_Enunciado da tarefa_:
Liste todos os setores que, segundo o trecho selecionado abaixo, estão se adaptando às demandas dos consumidores.

_Trecho selecionado_:
※

Por Patricia Punder, advogada e CEO da Punder Advogados

O poder do consumidor tem se tornado um fator crucial na economia brasileira, influenciando diretamente as práticas ESG (ambiental, social e governança). Com o maior acesso à informação e a crescente consciência socioambiental, os consumidores estão mais exigentes, demandando transparência e responsabilidade das empresas. Este comportamento está impulsionando mudanças estratégicas e investimentos em sustentabilidade, governança e inclusão social.

O impacto econômico é evidente na preferência por produtos sustentáveis, na punição de marcas envolvidas em escândalos socioambientais ou com influenciadores digitais e na valorização de empresas com boas práticas ESG. Setores como o agronegócio, energia e indústria estão se adaptando a essas demandas, buscando certificações e tecnologias mais limpas.

No Brasil, essa tendência é reforçada por regulações mais rígidas e pelo engajamento das novas gerações. A integração do ESG no mercado financeiro mostra que os investidores também estão atentos, ampliando o papel do consumidor como agente de transformação.

As redes sociais desempenham um papel essencial, pois permitem que críticas e elogios atinjam grandes audiências rapidamente, forçando empresas a se posicionarem e adotarem mudanças. As redes sociais proporcionam aos consumidores um canal poderoso para expressar descontentamento ou apoio a práticas empresariais, podendo gerar um impacto imediato em marcas que não cumprem expectativas em termos de responsabilidade social e ambiental. Por exemplo, campanhas de boicote podem se espalhar rapidamente, pressionando empresas a reverem suas políticas.

Além disso, as redes sociais funcionam como uma espécie de "vigilância" pública sobre ações de empresas. Casos de violações de direitos humanos, danos ambientais ou práticas de governança questionáveis podem ser rapidamente expostos e compartilhados, gerando repercussões. Isso leva as empresas a adotarem medidas mais transparentes e alinhadas com os princípios ESG para evitar perdas financeiras ou danos à sua imagem.

Os consumidores podem influenciar as empresas de várias maneiras, como boicotes, consumo consciente e divulgação de práticas sustentáveis. As redes sociais são ferramentas poderosas para isso, pressionando empresas a se posicionarem e mudarem. Movimentos organizados de consumidores também podem pressionar governos e instituições por legislações mais rígidas.

※

_Amostra do material_:
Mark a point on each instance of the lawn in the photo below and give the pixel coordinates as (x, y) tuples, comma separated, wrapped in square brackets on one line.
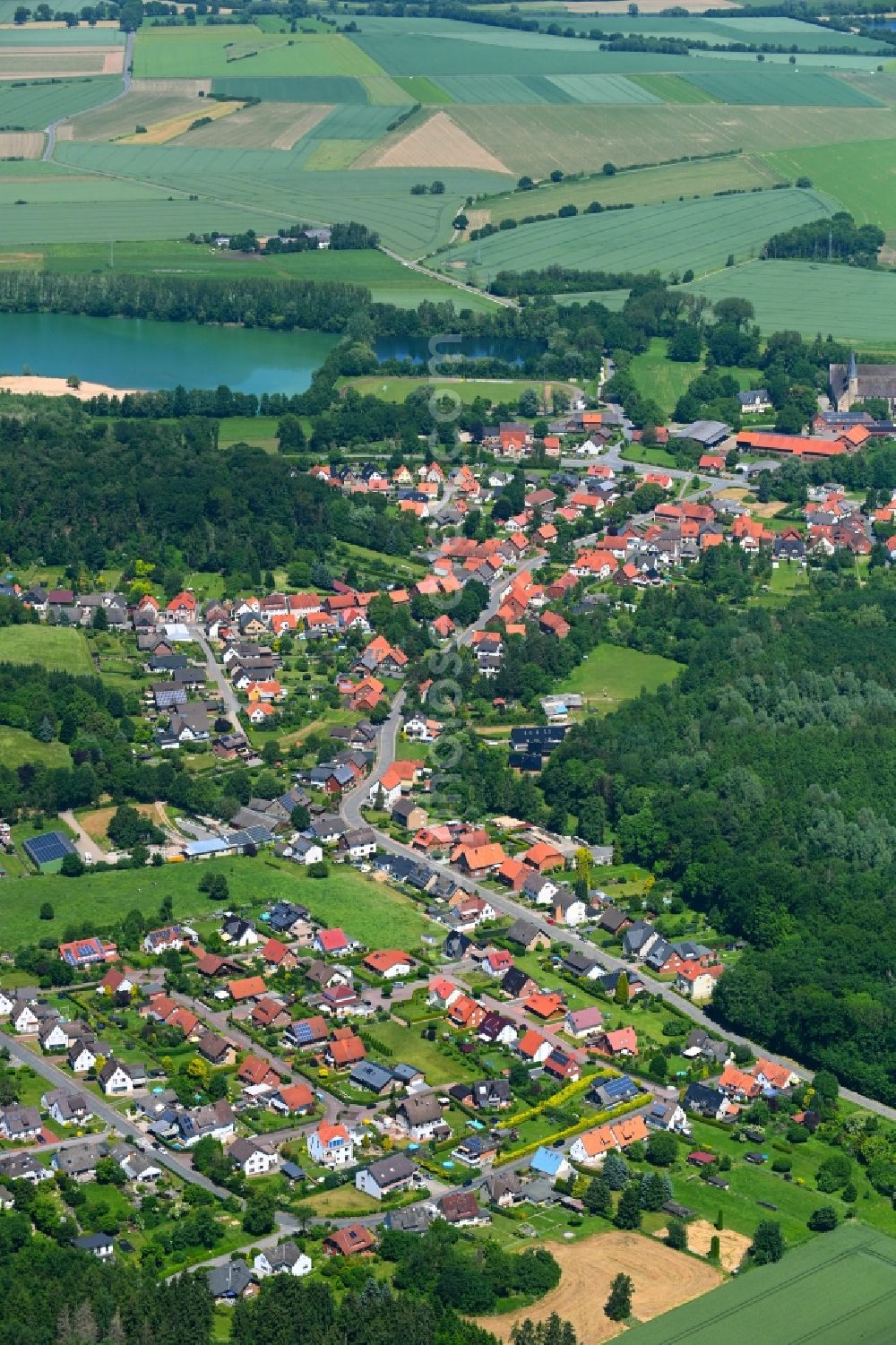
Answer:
[(840, 1288), (408, 1046), (56, 647), (852, 304), (18, 746), (260, 431), (675, 237), (370, 910), (639, 187), (612, 674), (861, 175)]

※

_Resposta_:
Agronegócio, energia e indústria.